WHAT IS EXPECTED – Repeat the records word for word, excluding any picture.

Pointing dataset records:
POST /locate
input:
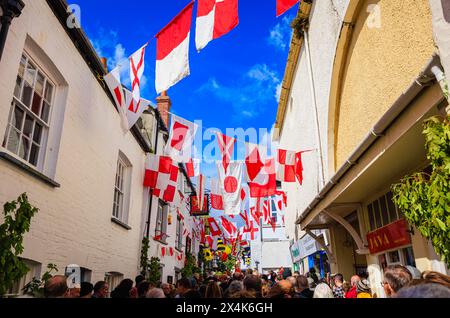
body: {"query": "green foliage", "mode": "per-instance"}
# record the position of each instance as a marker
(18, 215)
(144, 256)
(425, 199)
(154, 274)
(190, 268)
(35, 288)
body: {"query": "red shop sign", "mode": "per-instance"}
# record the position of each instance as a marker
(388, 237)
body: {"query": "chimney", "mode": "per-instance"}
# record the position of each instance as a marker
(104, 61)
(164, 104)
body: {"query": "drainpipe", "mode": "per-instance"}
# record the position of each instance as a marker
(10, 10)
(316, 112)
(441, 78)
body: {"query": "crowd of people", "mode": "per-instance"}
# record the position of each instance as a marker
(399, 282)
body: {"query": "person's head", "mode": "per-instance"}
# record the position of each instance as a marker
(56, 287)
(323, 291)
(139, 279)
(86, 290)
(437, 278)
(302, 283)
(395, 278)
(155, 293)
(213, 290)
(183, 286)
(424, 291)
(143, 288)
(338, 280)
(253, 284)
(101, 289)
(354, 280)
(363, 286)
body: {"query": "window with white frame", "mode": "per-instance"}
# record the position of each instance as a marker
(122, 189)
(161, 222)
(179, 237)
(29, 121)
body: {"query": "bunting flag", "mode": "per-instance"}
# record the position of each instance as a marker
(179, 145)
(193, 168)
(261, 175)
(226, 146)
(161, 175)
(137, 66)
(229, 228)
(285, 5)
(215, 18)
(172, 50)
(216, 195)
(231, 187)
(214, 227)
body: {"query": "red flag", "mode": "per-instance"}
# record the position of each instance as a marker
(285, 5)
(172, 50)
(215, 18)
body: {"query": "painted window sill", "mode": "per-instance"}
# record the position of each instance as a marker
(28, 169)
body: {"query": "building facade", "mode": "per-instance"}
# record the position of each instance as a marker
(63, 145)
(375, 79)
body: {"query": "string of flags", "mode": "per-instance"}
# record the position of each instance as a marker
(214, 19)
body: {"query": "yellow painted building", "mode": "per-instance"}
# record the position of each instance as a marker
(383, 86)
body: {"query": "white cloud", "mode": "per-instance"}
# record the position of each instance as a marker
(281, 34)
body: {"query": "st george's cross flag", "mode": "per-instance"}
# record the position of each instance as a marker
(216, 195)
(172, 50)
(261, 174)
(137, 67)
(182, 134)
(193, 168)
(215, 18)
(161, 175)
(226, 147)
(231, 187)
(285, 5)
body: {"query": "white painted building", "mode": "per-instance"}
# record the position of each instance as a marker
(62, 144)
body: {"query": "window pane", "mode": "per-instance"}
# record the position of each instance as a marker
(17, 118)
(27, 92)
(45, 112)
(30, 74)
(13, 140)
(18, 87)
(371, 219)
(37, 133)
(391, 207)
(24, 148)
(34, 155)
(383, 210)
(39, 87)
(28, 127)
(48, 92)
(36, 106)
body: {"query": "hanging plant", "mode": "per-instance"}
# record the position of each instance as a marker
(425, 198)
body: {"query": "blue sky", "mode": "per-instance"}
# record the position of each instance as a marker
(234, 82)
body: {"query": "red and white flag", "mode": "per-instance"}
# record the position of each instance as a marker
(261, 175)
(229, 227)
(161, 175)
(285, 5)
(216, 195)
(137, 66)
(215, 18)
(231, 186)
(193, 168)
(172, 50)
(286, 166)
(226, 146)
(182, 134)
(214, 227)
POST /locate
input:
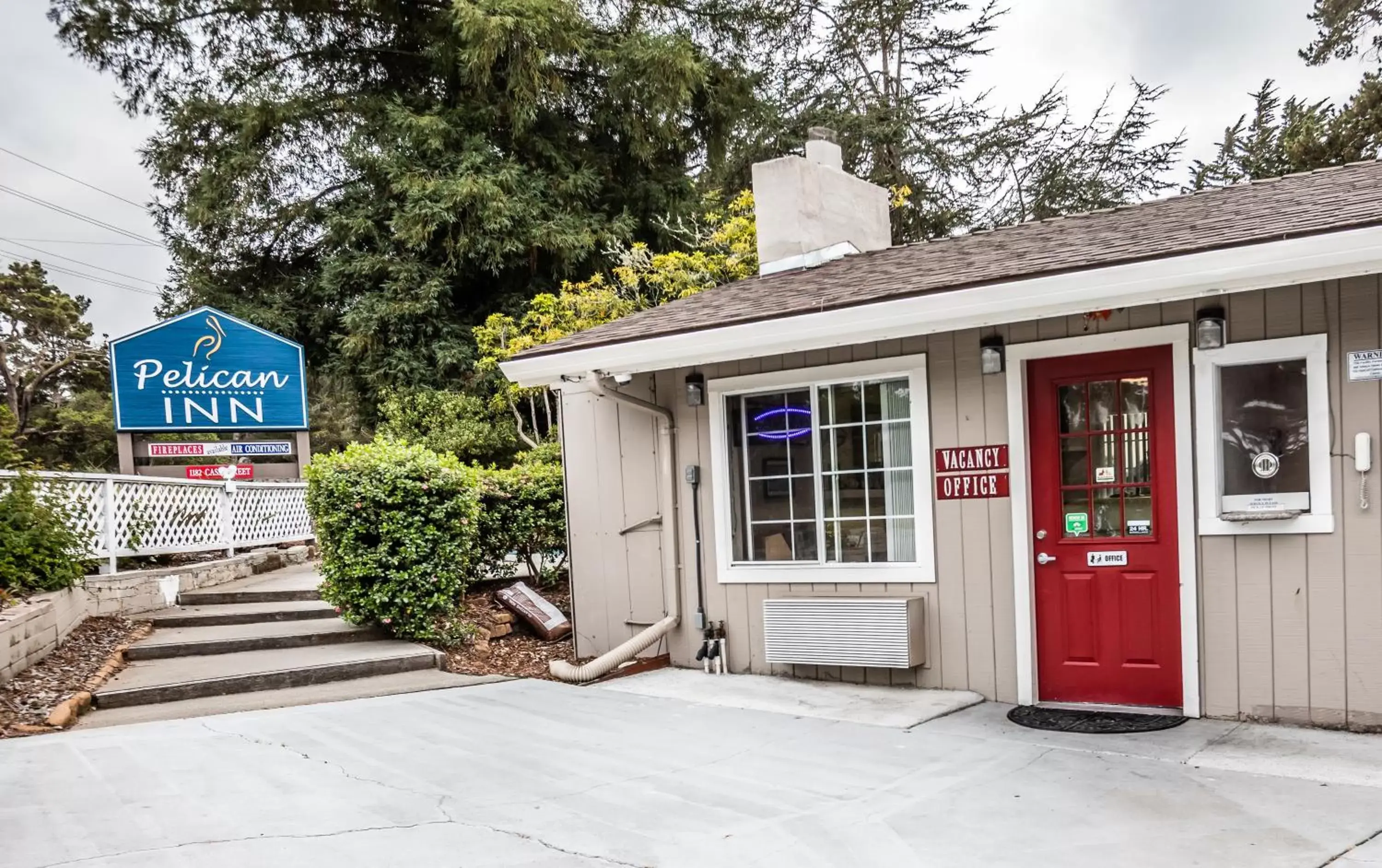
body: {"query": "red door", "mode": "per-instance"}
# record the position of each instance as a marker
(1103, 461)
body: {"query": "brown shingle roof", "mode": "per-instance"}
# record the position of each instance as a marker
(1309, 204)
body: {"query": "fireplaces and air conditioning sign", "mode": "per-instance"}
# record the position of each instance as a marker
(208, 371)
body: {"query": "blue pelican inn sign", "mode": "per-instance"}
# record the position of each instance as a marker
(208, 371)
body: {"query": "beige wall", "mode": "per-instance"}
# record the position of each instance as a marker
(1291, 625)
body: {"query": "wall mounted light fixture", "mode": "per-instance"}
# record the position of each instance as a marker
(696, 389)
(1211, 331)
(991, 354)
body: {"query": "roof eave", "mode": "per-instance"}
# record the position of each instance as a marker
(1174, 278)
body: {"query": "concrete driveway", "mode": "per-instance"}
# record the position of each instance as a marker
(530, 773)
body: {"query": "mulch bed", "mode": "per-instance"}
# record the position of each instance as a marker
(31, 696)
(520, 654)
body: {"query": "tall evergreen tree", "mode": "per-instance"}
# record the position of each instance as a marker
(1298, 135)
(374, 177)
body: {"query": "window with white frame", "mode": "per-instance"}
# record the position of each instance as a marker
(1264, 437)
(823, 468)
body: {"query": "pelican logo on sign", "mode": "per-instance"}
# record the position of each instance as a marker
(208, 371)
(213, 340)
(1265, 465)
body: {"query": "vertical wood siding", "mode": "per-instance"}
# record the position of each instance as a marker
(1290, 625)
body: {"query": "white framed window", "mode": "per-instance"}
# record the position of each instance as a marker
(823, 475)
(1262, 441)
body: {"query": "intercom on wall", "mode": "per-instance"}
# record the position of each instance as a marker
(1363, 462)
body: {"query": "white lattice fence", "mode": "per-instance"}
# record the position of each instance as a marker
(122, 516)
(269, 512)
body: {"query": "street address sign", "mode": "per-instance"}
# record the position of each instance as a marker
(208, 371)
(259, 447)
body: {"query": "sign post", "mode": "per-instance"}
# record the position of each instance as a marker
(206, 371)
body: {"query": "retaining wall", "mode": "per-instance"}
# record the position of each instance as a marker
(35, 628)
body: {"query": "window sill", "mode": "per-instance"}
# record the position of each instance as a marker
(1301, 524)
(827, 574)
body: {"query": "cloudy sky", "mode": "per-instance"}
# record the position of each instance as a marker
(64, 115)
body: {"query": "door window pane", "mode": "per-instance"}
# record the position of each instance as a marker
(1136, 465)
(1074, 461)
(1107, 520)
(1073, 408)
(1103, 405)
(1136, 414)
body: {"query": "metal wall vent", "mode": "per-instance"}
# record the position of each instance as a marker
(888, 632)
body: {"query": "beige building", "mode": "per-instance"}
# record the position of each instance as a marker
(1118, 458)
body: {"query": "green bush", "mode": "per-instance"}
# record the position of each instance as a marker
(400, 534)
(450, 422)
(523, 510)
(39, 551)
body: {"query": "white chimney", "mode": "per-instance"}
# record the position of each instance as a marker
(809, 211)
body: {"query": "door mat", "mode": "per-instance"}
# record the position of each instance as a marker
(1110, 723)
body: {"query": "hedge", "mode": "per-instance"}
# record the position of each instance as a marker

OUTPUT BELOW –
POST /locate
input:
body: {"query": "green foliage", "mode": "per-instance"}
# record the position of each instance as a marker
(18, 215)
(144, 256)
(425, 199)
(154, 274)
(190, 268)
(35, 288)
body: {"query": "red shop sign", "mode": "per-instance"}
# record the position of each instance as a marker
(388, 237)
body: {"query": "chimney", "mode": "per-instance"}
# record the position of each instance as a marker
(104, 61)
(164, 104)
body: {"query": "drainpipe", "mode": "per-instance"}
# record the position of each instance as a marker
(10, 10)
(316, 112)
(441, 78)
body: {"query": "crowd of people", "mode": "per-instance"}
# record the position of each instance as a marker
(399, 282)
body: {"query": "person's head", "mode": "per-instance"}
# record the position of each instance as a marker
(56, 287)
(323, 291)
(139, 279)
(86, 290)
(437, 278)
(302, 283)
(395, 278)
(155, 293)
(213, 290)
(183, 286)
(424, 291)
(143, 288)
(338, 280)
(253, 284)
(101, 289)
(354, 280)
(363, 286)
body: {"query": "window with white frame", "mode": "per-instance"}
# record the position of each instance as a marker
(122, 189)
(161, 222)
(179, 237)
(29, 121)
body: {"query": "bunting flag", "mode": "per-instance"}
# record the position of each instance as a marker
(179, 145)
(193, 168)
(261, 175)
(226, 146)
(161, 175)
(137, 66)
(229, 228)
(285, 5)
(215, 18)
(172, 50)
(216, 195)
(231, 187)
(214, 227)
body: {"query": "red flag", "mode": "per-instance"}
# record the position of each instance as a marker
(285, 5)
(172, 50)
(215, 18)
body: {"query": "painted window sill", "mode": "per-instance"}
# record the position of each instance as a marker
(28, 169)
body: {"query": "building facade", "mode": "per-instance"}
# record the position of each instance as a marker
(63, 145)
(375, 79)
body: {"query": "string of flags", "mode": "per-instance"}
# record the position of each instance as a marker
(214, 19)
body: {"query": "yellow painted building", "mode": "per-instance"}
# record the position of each instance as a marker
(383, 86)
body: {"query": "white cloud", "mode": "per-instance"}
# record the position of each instance as a marker
(281, 34)
body: {"query": "st george's cross flag", "mode": "per-instance"}
# record the position of each instance as a marker
(216, 195)
(172, 50)
(261, 174)
(137, 67)
(182, 134)
(193, 168)
(215, 18)
(161, 175)
(226, 147)
(231, 187)
(285, 5)
body: {"query": "white painted building", "mode": "per-instance"}
# record the position of each instance as a marker
(62, 144)
body: {"query": "window pane", "mode": "per-instance"}
# record the position of each instance as a marker
(17, 118)
(27, 92)
(45, 112)
(30, 74)
(13, 140)
(18, 87)
(371, 219)
(37, 133)
(391, 207)
(24, 148)
(34, 155)
(383, 210)
(39, 87)
(28, 127)
(48, 92)
(36, 106)
body: {"query": "hanging plant", "mode": "per-instance"}
# record the position of each instance as a marker
(425, 198)
body: {"query": "blue sky", "mode": "per-instance"}
# record the position of each instance as a marker
(234, 82)
body: {"query": "red and white flag", "mode": "per-instance"}
# record the position of each instance as a marker
(261, 175)
(229, 227)
(161, 175)
(285, 5)
(216, 195)
(137, 66)
(215, 18)
(231, 186)
(193, 168)
(172, 50)
(286, 166)
(226, 146)
(182, 134)
(214, 227)
POST /locate
input:
body: {"query": "red door", "mode": "per-instance"}
# record the position of each instance as a marker
(1103, 461)
body: {"query": "brown shingle roof", "mode": "per-instance"}
# record the position of each instance as a marker
(1309, 204)
body: {"query": "fireplaces and air conditioning sign", "mode": "per-instance"}
# record the position of each instance as a marker
(208, 371)
body: {"query": "blue pelican inn sign", "mode": "per-instance"}
# record the position of each instance as a marker
(208, 371)
body: {"query": "beige wall", "mode": "per-instance"}
# record the position of each instance as a marker
(1291, 625)
body: {"query": "wall mounted light fixture", "mode": "per-instance"}
# record the position of each instance as a marker
(696, 389)
(1211, 331)
(991, 354)
body: {"query": "roof eave", "mode": "per-instance"}
# record the position of each instance as a marker
(1174, 278)
body: {"query": "concrete driveway", "mode": "per-instance"}
# record the position of each instance as a marker
(530, 773)
body: {"query": "mulch bed", "mode": "per-instance"}
# record the position of each instance as a marker
(31, 696)
(520, 654)
body: {"query": "tall evergreen tree", "mode": "per-instance"}
# record the position of each instance as a marker
(1298, 135)
(374, 177)
body: {"query": "window with white frame", "mode": "per-instance"}
# record the position of each instance as a marker
(1264, 437)
(823, 468)
body: {"query": "pelican logo on sign", "mode": "per-instance"}
# record the position of each instance as a marker
(208, 371)
(213, 340)
(1265, 465)
body: {"query": "vertical wood siding", "mode": "per-instance"}
# record the position of each instance as a marker
(1290, 625)
body: {"query": "white framed window", "mode": "per-instance"}
# record the position of each instance as a marker
(823, 475)
(1262, 441)
body: {"query": "intercom on wall", "mode": "per-instance"}
# record the position of each instance as a marker
(1363, 462)
body: {"query": "white lattice fence", "mode": "per-instance"}
# record the position of each instance as a marker
(122, 516)
(269, 512)
body: {"query": "street address sign", "mode": "per-instance"}
# record the position of each instance as a marker
(208, 371)
(259, 447)
body: {"query": "sign post", "mode": "per-instance"}
# record the position of each instance as a marker
(206, 371)
body: {"query": "retaining wall", "mode": "per-instance"}
# record the position of each instance as a marker
(35, 628)
body: {"query": "window sill", "mode": "per-instance"}
# record the position of each instance as a marker
(1301, 524)
(827, 574)
body: {"query": "cloudy sky", "mode": "per-instance"}
# record the position of each instance as a marker
(64, 115)
body: {"query": "door window pane", "mode": "per-instance"}
# record the position of each instance as a marker
(1136, 465)
(1074, 461)
(1107, 520)
(1073, 408)
(1103, 405)
(1136, 414)
body: {"query": "metal wall vent", "mode": "per-instance"}
# record the position of each instance as a marker
(888, 632)
body: {"query": "beige building", "mode": "per-instance"}
# record the position of each instance as a marker
(1118, 458)
body: {"query": "green bush", "mode": "per-instance"}
# record the position of each instance as a marker
(400, 534)
(450, 422)
(523, 510)
(39, 551)
body: {"query": "white chimney", "mode": "per-instance"}
# record the position of each instance as a marker
(809, 211)
body: {"query": "door mat", "mode": "per-instance"}
# record the position of each instance as a marker
(1110, 723)
body: {"query": "hedge", "mode": "per-instance"}
# record the position of each instance as a marker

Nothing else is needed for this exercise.